# [PAGE TEXT]
Neuromorphic can pertain to individual lasers and a single spiking neuron [80]. Interest in integrated lasers that are isomorphic to spiking neurons has flourished over the past seven years [81]. Experimental work in the field has so far focused on isolated neurons [82], [83], [84], [85], [86], [87] and feedforward chains [88], [89], [90], [91]. Reference [77] considers how to make cascadable neurons out of some of these non-cascadable or partially cascadable spiking lasers. Spiking neuromorphic light sources have also been implemented with superconducting electronics and all-silicon light emitting diodes [92]. Photonic isomorphism can also refer to photonic circuits and entire neural networks.

Neuromorphic silicon photonics adheres not just to a neural network model, but also to the industrial foundry platforms available today, thereby enabling their near-term construction. An architecture for integrated photonic neural networks was first proposed in 2014 [93] and demonstrated in 2017 [94]. In this broadcast-and-weight architecture, each neuron is assigned a wavelength to carry its output signal. These signals are multiplexed and broadcast to all other neurons where each is weighted by the transmission through a tunable microring resonator [95]. The weighted signals are detected, and the resulting electronic signal modulates the amplitude of that neuron’s wavelength. The nonlinear transfer function of the neurons is derived from the electro-optic modulation effect. It should be noted that researchers have also showed theoretically [96] and experimentally [97] all-optical nonlinear activation function using electromagnetically induced transparency (EIT).

Since lasers are not yet widely available on silicon, modulator-class neurons were a final step to complete compatibility with silicon foundry platforms. In the authors’ recent work in refs. [94], [98], [99], [100], neurons are implemented by modulators that exploit the nonlinearity of the electro-optic transfer function. Specifically, Tait et al. [98] demonstrated a modulator neuron with a silicon microring resonator (MRR) with embedded PN modulator. George et al. [100] proposed quantum well absorption modulator-based electro-optic neuron, and Amin et al. [99] proposed an indium tin oxide (ITO)-based electro-absorption modulator for photonic neural activation function. Two important figures of merit for these modulator-class neurons are the energy per bit and the capacitance of the link. In an O–E–O link, the lower the switching voltage, the lower the required transimpedance for it to work. Coupled to a low capacitance, this yields a low CV2 switching energy and a low RC switching delay. Using photonic crystals in Indium Phosphide, Nozaki et al. [101] neared fundamental limits in classical optics with a 41 aJ/bit & 1.64 fF O–E–O link.

# [WHAT YOU HAVE TO DO]
Copy the passage on neuromorphic photonics word for word, everything from "Neuromorphic can pertain" down to "entire neural networks.".

[Point labeling items]

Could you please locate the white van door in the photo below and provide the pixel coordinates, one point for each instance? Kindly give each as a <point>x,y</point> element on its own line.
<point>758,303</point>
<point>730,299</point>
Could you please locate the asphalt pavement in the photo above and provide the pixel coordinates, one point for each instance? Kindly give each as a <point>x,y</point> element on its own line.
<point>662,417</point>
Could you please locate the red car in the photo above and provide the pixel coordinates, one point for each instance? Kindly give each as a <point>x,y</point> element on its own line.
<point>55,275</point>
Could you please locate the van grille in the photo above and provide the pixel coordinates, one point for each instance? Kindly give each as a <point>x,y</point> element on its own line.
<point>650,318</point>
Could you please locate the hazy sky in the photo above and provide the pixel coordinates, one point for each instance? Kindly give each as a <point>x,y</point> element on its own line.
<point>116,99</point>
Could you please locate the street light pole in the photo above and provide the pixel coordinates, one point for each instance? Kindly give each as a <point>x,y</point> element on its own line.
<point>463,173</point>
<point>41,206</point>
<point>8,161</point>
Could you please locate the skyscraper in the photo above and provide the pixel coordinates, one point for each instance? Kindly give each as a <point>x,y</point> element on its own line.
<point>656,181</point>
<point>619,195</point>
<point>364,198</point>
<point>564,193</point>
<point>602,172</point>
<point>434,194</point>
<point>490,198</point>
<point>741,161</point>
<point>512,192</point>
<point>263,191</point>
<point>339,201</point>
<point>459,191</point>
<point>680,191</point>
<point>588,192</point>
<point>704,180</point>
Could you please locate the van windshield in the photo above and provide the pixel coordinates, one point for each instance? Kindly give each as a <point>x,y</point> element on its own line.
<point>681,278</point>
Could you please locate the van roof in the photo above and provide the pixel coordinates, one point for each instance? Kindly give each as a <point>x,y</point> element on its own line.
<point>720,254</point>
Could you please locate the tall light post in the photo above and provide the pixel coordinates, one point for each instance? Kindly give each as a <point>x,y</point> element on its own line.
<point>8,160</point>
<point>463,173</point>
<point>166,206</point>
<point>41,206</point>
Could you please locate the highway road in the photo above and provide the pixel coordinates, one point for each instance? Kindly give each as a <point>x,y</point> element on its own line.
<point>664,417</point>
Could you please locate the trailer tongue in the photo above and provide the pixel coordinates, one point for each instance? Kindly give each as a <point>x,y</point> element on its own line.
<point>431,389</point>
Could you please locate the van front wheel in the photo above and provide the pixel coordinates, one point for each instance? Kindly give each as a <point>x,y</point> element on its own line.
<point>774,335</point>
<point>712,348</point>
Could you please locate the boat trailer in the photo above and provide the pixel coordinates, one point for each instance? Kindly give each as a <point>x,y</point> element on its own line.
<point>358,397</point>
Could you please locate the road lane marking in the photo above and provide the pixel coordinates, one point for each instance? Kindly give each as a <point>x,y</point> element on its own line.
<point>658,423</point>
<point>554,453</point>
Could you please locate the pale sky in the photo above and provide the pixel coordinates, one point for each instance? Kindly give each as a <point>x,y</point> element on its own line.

# [FINISHED TASK]
Neuromorphic can pertain to individual lasers and a single spiking neuron [80]. Interest in integrated lasers that are isomorphic to spiking neurons has flourished over the past seven years [81]. Experimental work in the field has so far focused on isolated neurons [82], [83], [84], [85], [86], [87] and feedforward chains [88], [89], [90], [91]. Reference [77] considers how to make cascadable neurons out of some of these non-cascadable or partially cascadable spiking lasers. Spiking neuromorphic light sources have also been implemented with superconducting electronics and all-silicon light emitting diodes [92]. Photonic isomorphism can also refer to photonic circuits and entire neural networks.